Show every line of the rows that contains the word "brown".

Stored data
----
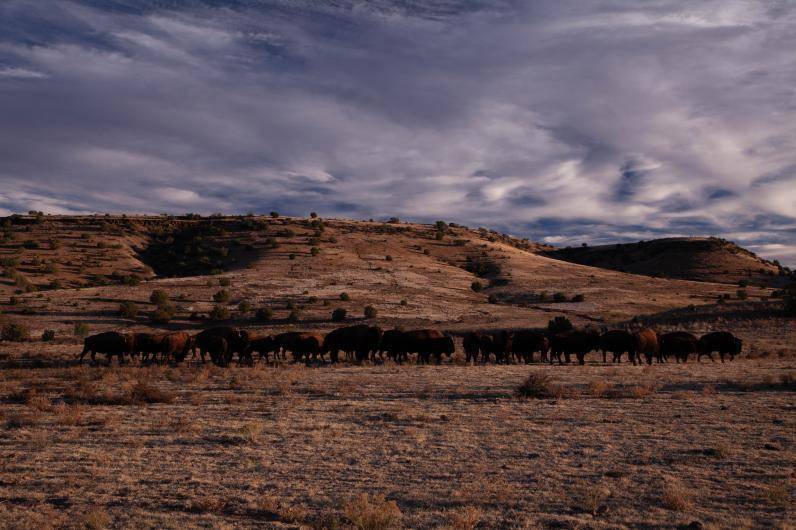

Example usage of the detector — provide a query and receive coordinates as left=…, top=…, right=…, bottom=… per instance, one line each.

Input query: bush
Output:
left=207, top=305, right=229, bottom=320
left=213, top=289, right=231, bottom=304
left=119, top=301, right=138, bottom=318
left=149, top=289, right=169, bottom=307
left=72, top=322, right=89, bottom=338
left=547, top=317, right=572, bottom=333
left=255, top=307, right=274, bottom=322
left=0, top=322, right=30, bottom=342
left=149, top=304, right=177, bottom=324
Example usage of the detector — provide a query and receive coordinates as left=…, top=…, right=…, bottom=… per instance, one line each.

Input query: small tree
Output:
left=208, top=305, right=229, bottom=321
left=255, top=307, right=274, bottom=322
left=72, top=322, right=89, bottom=338
left=149, top=289, right=169, bottom=307
left=213, top=289, right=231, bottom=304
left=119, top=301, right=138, bottom=318
left=0, top=322, right=30, bottom=342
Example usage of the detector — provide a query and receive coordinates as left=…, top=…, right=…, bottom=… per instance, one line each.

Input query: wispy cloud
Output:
left=0, top=0, right=796, bottom=264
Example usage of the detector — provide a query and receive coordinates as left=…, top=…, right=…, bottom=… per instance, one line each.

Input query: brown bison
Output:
left=598, top=329, right=636, bottom=364
left=80, top=331, right=134, bottom=364
left=323, top=324, right=382, bottom=363
left=550, top=329, right=600, bottom=364
left=159, top=331, right=193, bottom=363
left=480, top=330, right=511, bottom=364
left=697, top=331, right=743, bottom=362
left=462, top=331, right=481, bottom=364
left=192, top=326, right=251, bottom=366
left=630, top=328, right=663, bottom=365
left=511, top=330, right=550, bottom=364
left=658, top=331, right=699, bottom=363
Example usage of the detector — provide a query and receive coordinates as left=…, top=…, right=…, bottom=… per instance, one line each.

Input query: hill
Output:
left=0, top=212, right=771, bottom=334
left=544, top=237, right=788, bottom=287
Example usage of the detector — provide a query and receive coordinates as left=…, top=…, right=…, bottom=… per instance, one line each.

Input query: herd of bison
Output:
left=79, top=324, right=741, bottom=366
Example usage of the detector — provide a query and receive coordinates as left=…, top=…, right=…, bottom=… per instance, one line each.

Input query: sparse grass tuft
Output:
left=343, top=493, right=402, bottom=530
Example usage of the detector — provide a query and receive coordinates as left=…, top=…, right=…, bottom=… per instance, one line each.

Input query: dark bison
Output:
left=379, top=329, right=407, bottom=364
left=252, top=335, right=282, bottom=362
left=275, top=332, right=324, bottom=364
left=80, top=331, right=134, bottom=364
left=323, top=324, right=382, bottom=363
left=630, top=328, right=663, bottom=365
left=480, top=331, right=511, bottom=364
left=598, top=329, right=636, bottom=364
left=132, top=333, right=164, bottom=362
left=550, top=329, right=600, bottom=364
left=460, top=331, right=481, bottom=363
left=658, top=331, right=699, bottom=363
left=159, top=331, right=193, bottom=363
left=192, top=326, right=251, bottom=366
left=511, top=330, right=550, bottom=364
left=402, top=329, right=456, bottom=364
left=697, top=331, right=743, bottom=362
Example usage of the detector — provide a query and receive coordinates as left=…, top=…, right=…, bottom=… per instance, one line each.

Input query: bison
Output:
left=192, top=326, right=251, bottom=366
left=697, top=331, right=743, bottom=362
left=80, top=331, right=134, bottom=364
left=658, top=331, right=699, bottom=363
left=598, top=329, right=636, bottom=364
left=511, top=330, right=550, bottom=364
left=550, top=329, right=600, bottom=365
left=630, top=328, right=663, bottom=365
left=323, top=324, right=382, bottom=363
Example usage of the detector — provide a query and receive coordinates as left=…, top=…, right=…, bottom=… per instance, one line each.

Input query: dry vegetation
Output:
left=0, top=213, right=796, bottom=529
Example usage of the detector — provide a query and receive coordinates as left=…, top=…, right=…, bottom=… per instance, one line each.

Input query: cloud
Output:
left=0, top=0, right=796, bottom=264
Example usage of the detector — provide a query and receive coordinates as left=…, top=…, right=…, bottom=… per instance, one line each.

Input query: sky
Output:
left=0, top=0, right=796, bottom=266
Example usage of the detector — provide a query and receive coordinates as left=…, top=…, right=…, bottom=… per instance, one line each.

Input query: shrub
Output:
left=0, top=322, right=30, bottom=342
left=213, top=289, right=231, bottom=304
left=149, top=289, right=169, bottom=307
left=343, top=493, right=402, bottom=530
left=149, top=304, right=176, bottom=324
left=208, top=304, right=229, bottom=320
left=72, top=322, right=89, bottom=338
left=516, top=372, right=561, bottom=399
left=255, top=307, right=274, bottom=322
left=547, top=317, right=572, bottom=333
left=119, top=301, right=138, bottom=318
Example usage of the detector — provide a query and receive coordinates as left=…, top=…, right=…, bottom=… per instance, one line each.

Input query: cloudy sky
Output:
left=0, top=0, right=796, bottom=265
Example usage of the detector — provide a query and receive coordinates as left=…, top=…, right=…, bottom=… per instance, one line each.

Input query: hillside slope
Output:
left=544, top=237, right=787, bottom=286
left=0, top=212, right=771, bottom=335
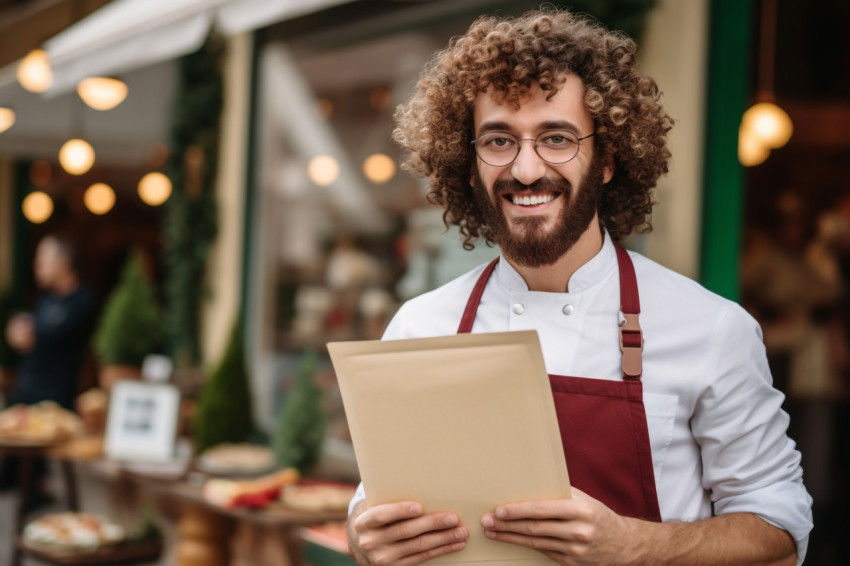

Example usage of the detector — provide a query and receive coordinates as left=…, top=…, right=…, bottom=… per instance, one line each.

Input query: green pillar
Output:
left=700, top=0, right=752, bottom=300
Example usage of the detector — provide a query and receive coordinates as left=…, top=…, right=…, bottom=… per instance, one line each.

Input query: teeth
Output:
left=511, top=194, right=555, bottom=206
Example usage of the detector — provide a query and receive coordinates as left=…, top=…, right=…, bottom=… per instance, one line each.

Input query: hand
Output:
left=351, top=501, right=469, bottom=566
left=6, top=313, right=35, bottom=353
left=481, top=488, right=644, bottom=565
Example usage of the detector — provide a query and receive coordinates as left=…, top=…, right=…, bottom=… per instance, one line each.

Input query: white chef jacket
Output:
left=351, top=234, right=812, bottom=564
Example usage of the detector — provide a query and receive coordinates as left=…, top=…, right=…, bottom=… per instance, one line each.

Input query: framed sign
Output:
left=104, top=380, right=180, bottom=462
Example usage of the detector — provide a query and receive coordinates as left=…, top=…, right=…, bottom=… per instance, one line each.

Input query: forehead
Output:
left=473, top=74, right=593, bottom=132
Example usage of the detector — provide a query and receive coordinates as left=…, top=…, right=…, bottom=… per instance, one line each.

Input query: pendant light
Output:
left=77, top=77, right=127, bottom=111
left=738, top=0, right=794, bottom=166
left=0, top=106, right=15, bottom=134
left=15, top=49, right=53, bottom=92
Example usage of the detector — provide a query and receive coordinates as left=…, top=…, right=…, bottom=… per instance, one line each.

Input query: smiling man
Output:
left=349, top=10, right=812, bottom=566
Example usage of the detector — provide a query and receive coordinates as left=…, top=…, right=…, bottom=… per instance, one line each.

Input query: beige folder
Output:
left=328, top=331, right=570, bottom=565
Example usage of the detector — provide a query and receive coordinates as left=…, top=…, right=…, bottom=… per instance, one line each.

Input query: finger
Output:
left=383, top=511, right=460, bottom=541
left=354, top=501, right=423, bottom=533
left=484, top=529, right=567, bottom=553
left=372, top=526, right=469, bottom=564
left=493, top=499, right=592, bottom=521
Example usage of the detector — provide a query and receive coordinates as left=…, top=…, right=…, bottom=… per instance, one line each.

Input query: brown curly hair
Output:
left=393, top=6, right=673, bottom=249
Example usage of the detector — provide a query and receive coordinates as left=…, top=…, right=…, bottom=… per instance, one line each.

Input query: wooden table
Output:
left=76, top=459, right=347, bottom=566
left=0, top=439, right=79, bottom=566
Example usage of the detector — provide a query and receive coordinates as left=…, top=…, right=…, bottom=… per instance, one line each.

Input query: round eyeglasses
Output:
left=470, top=130, right=596, bottom=167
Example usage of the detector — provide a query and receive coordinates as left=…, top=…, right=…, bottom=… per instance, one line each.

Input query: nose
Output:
left=511, top=139, right=546, bottom=185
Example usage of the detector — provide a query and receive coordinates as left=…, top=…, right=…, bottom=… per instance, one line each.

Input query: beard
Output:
left=473, top=158, right=603, bottom=268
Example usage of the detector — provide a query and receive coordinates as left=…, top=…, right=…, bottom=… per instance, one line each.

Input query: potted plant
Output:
left=193, top=323, right=254, bottom=454
left=94, top=252, right=163, bottom=391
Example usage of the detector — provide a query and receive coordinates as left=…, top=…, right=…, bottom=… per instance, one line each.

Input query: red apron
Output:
left=458, top=244, right=661, bottom=521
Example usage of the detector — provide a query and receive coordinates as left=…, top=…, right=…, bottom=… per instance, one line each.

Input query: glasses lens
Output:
left=475, top=132, right=519, bottom=167
left=534, top=130, right=579, bottom=163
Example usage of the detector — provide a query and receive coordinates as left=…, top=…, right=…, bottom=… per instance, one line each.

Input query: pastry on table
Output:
left=24, top=512, right=126, bottom=552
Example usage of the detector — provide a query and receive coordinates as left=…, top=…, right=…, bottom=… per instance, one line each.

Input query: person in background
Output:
left=349, top=8, right=812, bottom=566
left=0, top=235, right=97, bottom=504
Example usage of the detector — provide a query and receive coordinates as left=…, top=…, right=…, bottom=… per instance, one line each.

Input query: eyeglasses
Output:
left=470, top=130, right=596, bottom=167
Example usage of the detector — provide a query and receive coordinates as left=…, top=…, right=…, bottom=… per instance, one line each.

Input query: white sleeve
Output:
left=691, top=305, right=812, bottom=565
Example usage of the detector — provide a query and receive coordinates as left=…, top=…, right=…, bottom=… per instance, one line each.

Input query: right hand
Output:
left=349, top=501, right=469, bottom=566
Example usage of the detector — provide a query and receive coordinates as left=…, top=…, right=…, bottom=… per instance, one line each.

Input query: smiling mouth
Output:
left=505, top=193, right=556, bottom=206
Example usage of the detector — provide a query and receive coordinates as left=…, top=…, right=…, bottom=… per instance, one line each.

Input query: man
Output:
left=349, top=11, right=811, bottom=566
left=6, top=235, right=96, bottom=410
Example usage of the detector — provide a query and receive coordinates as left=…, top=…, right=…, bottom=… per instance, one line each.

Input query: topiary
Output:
left=274, top=350, right=325, bottom=475
left=94, top=251, right=163, bottom=366
left=193, top=323, right=254, bottom=454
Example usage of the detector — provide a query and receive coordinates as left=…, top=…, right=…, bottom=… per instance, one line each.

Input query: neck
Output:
left=510, top=217, right=604, bottom=293
left=50, top=273, right=80, bottom=297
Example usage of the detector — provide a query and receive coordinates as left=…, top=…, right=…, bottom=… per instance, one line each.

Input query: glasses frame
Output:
left=469, top=130, right=596, bottom=167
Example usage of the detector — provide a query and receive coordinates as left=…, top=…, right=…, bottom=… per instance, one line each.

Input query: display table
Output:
left=74, top=459, right=347, bottom=566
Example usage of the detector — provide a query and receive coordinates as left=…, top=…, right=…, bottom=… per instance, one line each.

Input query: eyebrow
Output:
left=476, top=120, right=581, bottom=135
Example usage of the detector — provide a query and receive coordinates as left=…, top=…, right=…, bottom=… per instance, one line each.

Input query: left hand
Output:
left=481, top=488, right=645, bottom=565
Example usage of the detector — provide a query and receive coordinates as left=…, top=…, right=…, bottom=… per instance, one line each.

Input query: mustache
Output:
left=493, top=178, right=572, bottom=196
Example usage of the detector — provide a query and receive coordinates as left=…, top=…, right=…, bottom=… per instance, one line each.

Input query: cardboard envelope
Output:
left=328, top=331, right=570, bottom=565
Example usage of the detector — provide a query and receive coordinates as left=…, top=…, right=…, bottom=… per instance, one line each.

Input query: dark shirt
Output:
left=12, top=287, right=97, bottom=409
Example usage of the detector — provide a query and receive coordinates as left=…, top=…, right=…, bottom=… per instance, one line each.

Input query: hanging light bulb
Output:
left=16, top=49, right=53, bottom=92
left=741, top=102, right=794, bottom=149
left=21, top=191, right=53, bottom=224
left=0, top=106, right=15, bottom=134
left=59, top=138, right=94, bottom=175
left=139, top=175, right=171, bottom=206
left=83, top=183, right=115, bottom=215
left=77, top=77, right=127, bottom=110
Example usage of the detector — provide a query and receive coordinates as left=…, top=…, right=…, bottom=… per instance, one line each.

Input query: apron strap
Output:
left=614, top=242, right=643, bottom=381
left=457, top=258, right=499, bottom=334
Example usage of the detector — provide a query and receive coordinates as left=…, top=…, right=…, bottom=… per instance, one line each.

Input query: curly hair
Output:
left=393, top=6, right=673, bottom=249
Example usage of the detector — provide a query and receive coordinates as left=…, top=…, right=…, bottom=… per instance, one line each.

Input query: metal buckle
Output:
----
● **Response**:
Input query: brown bison
Input query: brown curly hair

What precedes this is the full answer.